# [Suas tarefas]
1. Redigite, sem alterações, o trecho do texto sobre a reforma tributária que vai de "A PEC 45, da" a "tributária do governo?".
2. Diga se cada afirmação abaixo está de acordo com o texto sobre a reforma tributária, respondendo sim ou não e citando literalmente as palavras do texto que decidem a resposta.
(a) Na proposta da Câmara, a arrecadação seria dividida entre União, estados e municípios.
(b) A proposta que tramita na Câmara foi formulada por Marcos Cintra.
(c) A equipe econômica encaminhou ao Congresso o primeiro texto concluído em 2019.
3. Escreva a continuação do texto sobre a reforma tributária, começando logo após a última frase.

# [Trecho para leitura]
◆ ◆ ◆

No lugar deles, passariam a ser cobrados um Imposto sobre Bens e Serviços (IBS), que seria de competência estadual; e um imposto seletivo, federal, que incidiria sobre produtos como bebidas alcoólicas. Outro tributo que deixaria de existir, a Contribuição sobre Lucro Líquido (CSLL) seria incorporada ao Imposto de Renda.
De modo geral, a proposta que tramita na Câmara, formulada pelo economista Bernard Appy, segue na mesma linha da matéria originada no Senado. Nessa PEC, entretanto, o número de impostos extintos é menor: IPI, PIS, Cofins, ICMS e ISS seriam fundidos em um Imposto sobre Bens e Serviços.
Outra diferença está na gestão dos recursos. Na proposta da Câmara, a arrecadação seria compartilhada entre União, estados e municípios – que poderiam fixar alíquotas distintas para o mesmo tributo. A intenção, nesse caso, é não desrespeitar o princípio de autonomia dos entes federativos, presente na Constituição.
A PEC 45, da Câmara, também prevê a possibilidade de criação de um tributo exclusivo, que seria de competência federal. Com isso, a União poderia taxar produtos como cigarros e bebidas alcoólicas, para desestimular o consumo. O texto propõe, ainda, um mecanismo de devolução de recursos para os mais pobres, que originaria uma nova forma de transferência de renda do governo para famílias em situação de vulnerabilidade social.
Onde entra a reforma tributária do governo?
A equipe econômica, por sua vez, promete enviar uma proposta de reforma tributária ao Congresso desde o ano passado. Um primeiro texto teria sido concluído ainda em 2019, mas acabou não sendo encaminhado depois de polêmicas envolvendo a criação de um imposto sobre pagamentos, semelhante à CPMF. À época, o secretário especial da Receita Federal, Marcos Cintra – um entusiasta do imposto único – foi demitido do cargo por conta da ideia.

◆ ◆ ◆

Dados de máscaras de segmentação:
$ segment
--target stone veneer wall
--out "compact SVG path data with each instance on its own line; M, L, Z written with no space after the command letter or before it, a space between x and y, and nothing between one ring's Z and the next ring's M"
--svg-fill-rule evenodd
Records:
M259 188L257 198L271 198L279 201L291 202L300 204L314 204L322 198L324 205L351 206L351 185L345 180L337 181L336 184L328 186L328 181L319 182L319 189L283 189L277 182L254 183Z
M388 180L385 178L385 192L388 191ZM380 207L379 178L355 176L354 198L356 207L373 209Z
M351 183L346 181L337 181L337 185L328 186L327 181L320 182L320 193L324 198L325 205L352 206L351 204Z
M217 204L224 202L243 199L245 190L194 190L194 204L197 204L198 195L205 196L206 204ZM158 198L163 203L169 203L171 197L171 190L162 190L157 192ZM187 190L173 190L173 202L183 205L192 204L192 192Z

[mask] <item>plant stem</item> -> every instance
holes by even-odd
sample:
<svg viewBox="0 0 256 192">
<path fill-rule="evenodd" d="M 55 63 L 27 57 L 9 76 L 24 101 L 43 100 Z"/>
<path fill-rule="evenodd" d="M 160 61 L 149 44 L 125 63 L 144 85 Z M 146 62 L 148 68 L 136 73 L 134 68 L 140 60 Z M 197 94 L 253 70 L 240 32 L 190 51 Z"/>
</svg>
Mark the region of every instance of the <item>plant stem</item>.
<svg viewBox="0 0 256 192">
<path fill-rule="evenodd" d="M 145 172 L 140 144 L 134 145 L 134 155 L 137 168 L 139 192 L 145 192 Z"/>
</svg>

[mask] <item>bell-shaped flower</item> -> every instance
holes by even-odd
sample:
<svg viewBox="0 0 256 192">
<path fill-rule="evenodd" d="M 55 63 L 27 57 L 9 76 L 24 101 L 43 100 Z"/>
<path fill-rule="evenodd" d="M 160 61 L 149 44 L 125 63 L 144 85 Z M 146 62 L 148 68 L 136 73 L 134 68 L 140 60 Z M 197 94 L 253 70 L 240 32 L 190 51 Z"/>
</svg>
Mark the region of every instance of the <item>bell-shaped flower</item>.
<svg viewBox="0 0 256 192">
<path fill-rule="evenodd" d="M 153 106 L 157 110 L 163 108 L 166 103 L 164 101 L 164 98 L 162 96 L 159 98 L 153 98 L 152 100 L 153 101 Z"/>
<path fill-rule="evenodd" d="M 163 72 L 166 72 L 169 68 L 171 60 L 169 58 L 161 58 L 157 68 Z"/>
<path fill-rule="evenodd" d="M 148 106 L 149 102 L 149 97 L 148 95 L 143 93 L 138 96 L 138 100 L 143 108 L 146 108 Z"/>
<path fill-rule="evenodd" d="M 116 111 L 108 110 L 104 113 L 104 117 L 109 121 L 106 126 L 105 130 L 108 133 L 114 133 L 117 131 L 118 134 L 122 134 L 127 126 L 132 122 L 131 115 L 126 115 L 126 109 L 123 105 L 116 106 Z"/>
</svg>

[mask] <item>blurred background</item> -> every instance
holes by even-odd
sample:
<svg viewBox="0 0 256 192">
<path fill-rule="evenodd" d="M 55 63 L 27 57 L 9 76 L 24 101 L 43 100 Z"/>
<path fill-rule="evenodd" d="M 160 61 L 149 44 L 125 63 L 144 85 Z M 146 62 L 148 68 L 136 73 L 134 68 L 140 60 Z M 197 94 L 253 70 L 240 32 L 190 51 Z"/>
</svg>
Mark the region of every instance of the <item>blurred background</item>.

◆ ◆ ◆

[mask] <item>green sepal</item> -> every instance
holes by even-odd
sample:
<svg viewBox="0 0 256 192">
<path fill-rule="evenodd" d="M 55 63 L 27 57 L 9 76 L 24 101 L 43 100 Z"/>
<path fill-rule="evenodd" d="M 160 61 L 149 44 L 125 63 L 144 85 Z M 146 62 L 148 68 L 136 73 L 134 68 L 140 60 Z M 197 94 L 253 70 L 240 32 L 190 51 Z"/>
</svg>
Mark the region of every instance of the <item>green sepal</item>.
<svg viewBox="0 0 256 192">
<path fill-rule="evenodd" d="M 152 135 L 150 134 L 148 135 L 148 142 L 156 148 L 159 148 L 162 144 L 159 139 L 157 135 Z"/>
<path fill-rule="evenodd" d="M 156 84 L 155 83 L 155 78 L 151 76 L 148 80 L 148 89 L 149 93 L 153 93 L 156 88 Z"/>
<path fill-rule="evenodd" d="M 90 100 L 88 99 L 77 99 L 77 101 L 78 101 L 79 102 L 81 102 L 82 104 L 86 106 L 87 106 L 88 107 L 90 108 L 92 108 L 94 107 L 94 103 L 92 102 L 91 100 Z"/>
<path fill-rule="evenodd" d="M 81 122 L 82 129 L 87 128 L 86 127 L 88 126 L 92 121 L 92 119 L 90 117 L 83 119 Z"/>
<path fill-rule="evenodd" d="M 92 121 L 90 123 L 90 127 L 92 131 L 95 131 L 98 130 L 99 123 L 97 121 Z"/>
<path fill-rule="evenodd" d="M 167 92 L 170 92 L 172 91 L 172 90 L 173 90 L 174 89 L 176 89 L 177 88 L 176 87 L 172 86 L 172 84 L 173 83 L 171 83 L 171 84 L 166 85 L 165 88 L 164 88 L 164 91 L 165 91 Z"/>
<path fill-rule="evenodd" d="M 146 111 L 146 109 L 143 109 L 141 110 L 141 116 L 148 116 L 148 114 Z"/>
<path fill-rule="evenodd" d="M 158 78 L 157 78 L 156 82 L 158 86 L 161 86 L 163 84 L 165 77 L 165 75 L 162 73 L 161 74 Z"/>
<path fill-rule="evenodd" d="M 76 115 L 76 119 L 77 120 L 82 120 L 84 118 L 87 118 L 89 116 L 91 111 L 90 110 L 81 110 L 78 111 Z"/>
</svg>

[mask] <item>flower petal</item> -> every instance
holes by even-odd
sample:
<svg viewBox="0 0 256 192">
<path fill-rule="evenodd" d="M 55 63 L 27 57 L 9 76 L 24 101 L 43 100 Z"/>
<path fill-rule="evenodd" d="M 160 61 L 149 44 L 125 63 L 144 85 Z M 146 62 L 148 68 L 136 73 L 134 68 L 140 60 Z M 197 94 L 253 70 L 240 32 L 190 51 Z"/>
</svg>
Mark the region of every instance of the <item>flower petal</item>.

◆ ◆ ◆

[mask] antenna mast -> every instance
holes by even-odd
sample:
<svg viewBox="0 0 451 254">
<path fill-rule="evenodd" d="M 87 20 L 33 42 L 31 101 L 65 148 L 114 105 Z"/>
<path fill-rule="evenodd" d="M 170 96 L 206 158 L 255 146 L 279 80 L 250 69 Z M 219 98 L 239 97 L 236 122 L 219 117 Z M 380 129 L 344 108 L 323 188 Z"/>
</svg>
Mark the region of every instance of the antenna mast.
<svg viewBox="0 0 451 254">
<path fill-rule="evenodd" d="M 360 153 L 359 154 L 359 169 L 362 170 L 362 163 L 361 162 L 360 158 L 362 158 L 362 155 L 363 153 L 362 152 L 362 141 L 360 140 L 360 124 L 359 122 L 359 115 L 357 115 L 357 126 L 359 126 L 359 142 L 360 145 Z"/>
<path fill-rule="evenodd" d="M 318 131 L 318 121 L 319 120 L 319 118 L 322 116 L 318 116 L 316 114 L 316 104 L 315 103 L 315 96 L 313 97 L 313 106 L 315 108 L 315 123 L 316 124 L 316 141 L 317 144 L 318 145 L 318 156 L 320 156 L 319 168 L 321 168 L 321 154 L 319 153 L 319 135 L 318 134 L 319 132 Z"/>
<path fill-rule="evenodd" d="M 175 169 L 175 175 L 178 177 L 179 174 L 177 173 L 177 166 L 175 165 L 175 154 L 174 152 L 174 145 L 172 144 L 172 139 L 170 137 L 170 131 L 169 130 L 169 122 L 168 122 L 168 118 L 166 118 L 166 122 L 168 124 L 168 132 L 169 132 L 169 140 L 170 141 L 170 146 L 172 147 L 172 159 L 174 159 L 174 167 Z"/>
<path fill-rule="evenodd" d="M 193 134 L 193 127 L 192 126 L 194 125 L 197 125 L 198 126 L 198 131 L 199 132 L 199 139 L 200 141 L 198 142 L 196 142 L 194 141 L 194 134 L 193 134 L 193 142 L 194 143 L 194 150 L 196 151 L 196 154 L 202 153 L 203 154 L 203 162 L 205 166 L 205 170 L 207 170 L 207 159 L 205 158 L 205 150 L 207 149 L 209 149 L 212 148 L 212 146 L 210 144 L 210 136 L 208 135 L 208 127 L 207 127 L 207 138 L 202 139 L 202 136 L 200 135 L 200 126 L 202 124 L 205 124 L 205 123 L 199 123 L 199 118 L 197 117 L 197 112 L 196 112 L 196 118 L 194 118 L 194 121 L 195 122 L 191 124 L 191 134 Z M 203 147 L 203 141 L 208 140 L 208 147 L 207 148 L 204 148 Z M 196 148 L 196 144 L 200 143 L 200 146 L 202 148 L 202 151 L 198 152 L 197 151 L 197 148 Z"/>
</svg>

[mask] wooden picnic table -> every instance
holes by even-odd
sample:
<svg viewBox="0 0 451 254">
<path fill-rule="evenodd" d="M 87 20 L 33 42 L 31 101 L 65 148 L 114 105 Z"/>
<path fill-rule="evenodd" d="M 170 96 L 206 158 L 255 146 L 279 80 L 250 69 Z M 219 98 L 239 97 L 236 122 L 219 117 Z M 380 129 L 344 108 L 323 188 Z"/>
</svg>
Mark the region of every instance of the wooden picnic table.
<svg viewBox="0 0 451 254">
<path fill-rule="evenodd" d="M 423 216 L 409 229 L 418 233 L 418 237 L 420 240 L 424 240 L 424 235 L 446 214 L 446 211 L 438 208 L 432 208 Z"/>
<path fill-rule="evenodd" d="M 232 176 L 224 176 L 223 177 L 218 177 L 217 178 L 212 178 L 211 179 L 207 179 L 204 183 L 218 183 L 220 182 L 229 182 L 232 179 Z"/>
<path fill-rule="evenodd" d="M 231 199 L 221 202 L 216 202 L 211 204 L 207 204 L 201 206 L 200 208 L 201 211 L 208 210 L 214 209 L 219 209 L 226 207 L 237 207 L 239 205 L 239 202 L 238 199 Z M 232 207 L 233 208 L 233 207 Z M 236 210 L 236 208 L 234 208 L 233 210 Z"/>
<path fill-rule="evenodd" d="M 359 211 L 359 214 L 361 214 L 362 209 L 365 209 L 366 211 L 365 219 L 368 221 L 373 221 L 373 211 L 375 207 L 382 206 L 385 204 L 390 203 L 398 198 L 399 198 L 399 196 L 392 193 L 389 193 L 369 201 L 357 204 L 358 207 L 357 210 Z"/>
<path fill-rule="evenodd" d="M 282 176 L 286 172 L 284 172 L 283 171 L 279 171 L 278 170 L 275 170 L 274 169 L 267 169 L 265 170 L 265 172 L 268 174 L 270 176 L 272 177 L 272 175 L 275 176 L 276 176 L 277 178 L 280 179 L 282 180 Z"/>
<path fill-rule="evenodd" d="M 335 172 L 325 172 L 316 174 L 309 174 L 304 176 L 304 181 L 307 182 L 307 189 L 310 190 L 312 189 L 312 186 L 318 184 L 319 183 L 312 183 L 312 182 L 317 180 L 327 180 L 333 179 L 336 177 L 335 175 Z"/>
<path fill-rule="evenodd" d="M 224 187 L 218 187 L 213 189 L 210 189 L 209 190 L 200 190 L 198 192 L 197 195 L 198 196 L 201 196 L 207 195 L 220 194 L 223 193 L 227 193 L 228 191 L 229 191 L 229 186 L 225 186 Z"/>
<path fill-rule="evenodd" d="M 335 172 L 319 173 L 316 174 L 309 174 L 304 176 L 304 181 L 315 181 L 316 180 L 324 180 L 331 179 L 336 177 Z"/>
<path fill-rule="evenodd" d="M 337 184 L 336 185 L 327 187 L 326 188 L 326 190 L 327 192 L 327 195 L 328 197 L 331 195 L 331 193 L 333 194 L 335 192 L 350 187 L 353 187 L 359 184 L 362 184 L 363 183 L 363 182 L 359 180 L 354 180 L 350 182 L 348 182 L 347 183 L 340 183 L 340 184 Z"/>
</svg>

◆ ◆ ◆

# [Respostas por tarefa]
1.
A PEC 45, da Câmara, também prevê a possibilidade de criação de um tributo exclusivo, que seria de competência federal. Com isso, a União poderia taxar produtos como cigarros e bebidas alcoólicas, para desestimular o consumo. O texto propõe, ainda, um mecanismo de devolução de recursos para os mais pobres, que originaria uma nova forma de transferência de renda do governo para famílias em situação de vulnerabilidade social.
Onde entra a reforma tributária do governo?

2.
(a) Sim: "a arrecadação seria compartilhada entre União, estados e municípios".
(b) Não: "formulada pelo economista Bernard Appy".
(c) Não: "acabou não sendo encaminhado".

3.
O ministro Paulo Guedes, porém, nunca desistiu de um imposto desse tipo. A ideia de Guedes é usar a tributação dos pagamentos para substituir os impostos que recaem sobre a folha de salários. Com a rejeição a um imposto mais amplo, como a CPMF, o ministro agora cogita implementar uma contribuição que se restrinja aos pagamentos do comércio eletrônico, com alíquota de 0,2%.
Essa, entretanto, seria apenas uma das alterações propostas pelo governo. A ideia de Guedes é enviar as mudanças em etapas ao Congresso, para evitar que a rejeição ao imposto sobre pagamentos contamine toda a discussão. Ainda não está claro, entretanto, em quantas partes a reforma será fatiada. No ano passado, o atual secretário da Receita, José Roberto Tostes Neto, afirmou que seriam quatro etapas.
Ao que tudo indica, a primeira fase, a ser encaminhada nesta semana, também envolveria a criação de um imposto sobre valor agregado. Mas, nesse caso, seria um IVA Dual, ou seja, implementado aos poucos. Os primeiros tributos unificados seriam federais (PIS e Cofins), que dariam lugar a um imposto com alíquota de 12%. Só depois seriam incluídos o ICMS, estadual, e o ISS, municipal, para, por fim, haver a padronização das alíquotas.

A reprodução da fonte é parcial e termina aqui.